Extracted information:
==========

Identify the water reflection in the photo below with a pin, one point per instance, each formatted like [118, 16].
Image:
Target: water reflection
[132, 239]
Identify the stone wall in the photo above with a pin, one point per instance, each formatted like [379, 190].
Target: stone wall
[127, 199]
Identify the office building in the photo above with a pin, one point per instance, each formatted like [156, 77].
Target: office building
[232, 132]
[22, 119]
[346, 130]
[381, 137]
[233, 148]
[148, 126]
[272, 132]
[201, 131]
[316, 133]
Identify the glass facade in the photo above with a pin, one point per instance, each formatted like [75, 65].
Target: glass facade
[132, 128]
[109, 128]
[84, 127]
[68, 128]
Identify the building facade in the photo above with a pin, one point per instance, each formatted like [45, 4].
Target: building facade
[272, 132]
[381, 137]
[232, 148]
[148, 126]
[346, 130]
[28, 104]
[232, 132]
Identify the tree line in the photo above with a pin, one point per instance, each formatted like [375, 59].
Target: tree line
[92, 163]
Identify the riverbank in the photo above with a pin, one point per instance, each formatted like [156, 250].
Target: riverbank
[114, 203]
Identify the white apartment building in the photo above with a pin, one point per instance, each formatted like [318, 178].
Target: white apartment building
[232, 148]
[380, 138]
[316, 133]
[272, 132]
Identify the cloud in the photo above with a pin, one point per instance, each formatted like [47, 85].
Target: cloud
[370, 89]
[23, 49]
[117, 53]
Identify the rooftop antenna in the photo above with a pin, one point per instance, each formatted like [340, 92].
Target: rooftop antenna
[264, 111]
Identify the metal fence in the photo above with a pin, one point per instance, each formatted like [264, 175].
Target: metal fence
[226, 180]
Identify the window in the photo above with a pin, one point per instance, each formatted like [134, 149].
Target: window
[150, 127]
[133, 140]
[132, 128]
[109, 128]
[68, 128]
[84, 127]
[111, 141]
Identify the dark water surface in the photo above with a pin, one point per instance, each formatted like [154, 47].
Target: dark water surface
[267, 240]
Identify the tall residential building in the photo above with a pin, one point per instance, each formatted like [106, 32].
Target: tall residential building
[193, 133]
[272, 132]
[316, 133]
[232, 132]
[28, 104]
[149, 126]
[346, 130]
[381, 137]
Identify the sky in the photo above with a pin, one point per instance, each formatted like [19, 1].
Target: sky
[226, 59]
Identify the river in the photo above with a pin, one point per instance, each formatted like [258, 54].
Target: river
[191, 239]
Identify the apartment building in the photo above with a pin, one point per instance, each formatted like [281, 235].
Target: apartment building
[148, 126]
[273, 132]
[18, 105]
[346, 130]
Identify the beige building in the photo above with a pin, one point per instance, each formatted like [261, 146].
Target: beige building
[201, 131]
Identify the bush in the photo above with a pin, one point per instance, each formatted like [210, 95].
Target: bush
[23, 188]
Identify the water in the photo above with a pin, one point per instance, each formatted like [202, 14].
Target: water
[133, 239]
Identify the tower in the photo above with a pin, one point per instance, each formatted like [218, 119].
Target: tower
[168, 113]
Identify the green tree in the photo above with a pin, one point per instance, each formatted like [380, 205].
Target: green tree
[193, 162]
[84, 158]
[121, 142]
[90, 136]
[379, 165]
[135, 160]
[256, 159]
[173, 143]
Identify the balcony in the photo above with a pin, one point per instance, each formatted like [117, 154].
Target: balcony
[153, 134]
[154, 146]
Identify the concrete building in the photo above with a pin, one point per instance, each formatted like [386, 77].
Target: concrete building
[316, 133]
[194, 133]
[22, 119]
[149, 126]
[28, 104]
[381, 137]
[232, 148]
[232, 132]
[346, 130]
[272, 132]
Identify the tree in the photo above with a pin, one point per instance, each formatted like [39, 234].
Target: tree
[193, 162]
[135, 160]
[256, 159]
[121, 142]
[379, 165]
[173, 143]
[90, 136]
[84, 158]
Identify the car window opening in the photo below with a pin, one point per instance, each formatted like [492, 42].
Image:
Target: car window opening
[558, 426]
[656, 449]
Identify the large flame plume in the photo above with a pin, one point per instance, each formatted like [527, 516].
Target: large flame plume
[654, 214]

==========

Your goal: Please rewrite the listing starting with the line containing "Identify the tree in" and going on through the end of the listing, changing each "pin" to "marker" and leaving everything else the same. Return only those lines.

Reply:
Identify the tree in the photo above with a marker, one point per instance, each formatted like [39, 234].
Target: tree
[193, 162]
[135, 160]
[256, 159]
[121, 142]
[379, 165]
[173, 143]
[90, 136]
[84, 158]
Identify the car window opening in the photo below with a marker, one point per instance, each formatted like [492, 42].
Image:
Target: car window opening
[558, 426]
[656, 449]
Identify the large flame plume in the photo above with a marker, one point per instance, each formatted like [527, 516].
Target: large flame plume
[654, 214]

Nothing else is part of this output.